— begin —
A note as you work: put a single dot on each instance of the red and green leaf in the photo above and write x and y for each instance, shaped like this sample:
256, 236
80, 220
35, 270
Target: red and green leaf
— end —
• **What is expected**:
Please rewrite all of the records with "red and green leaf" changed to "red-and-green leaf" and nothing else altered.

• **The response**:
A note as you work: put a single dot on each instance of the red-and-green leaf in the photo above and write x and y for each instance, shaped like this sample:
256, 236
80, 220
35, 270
Target: red-and-green leaf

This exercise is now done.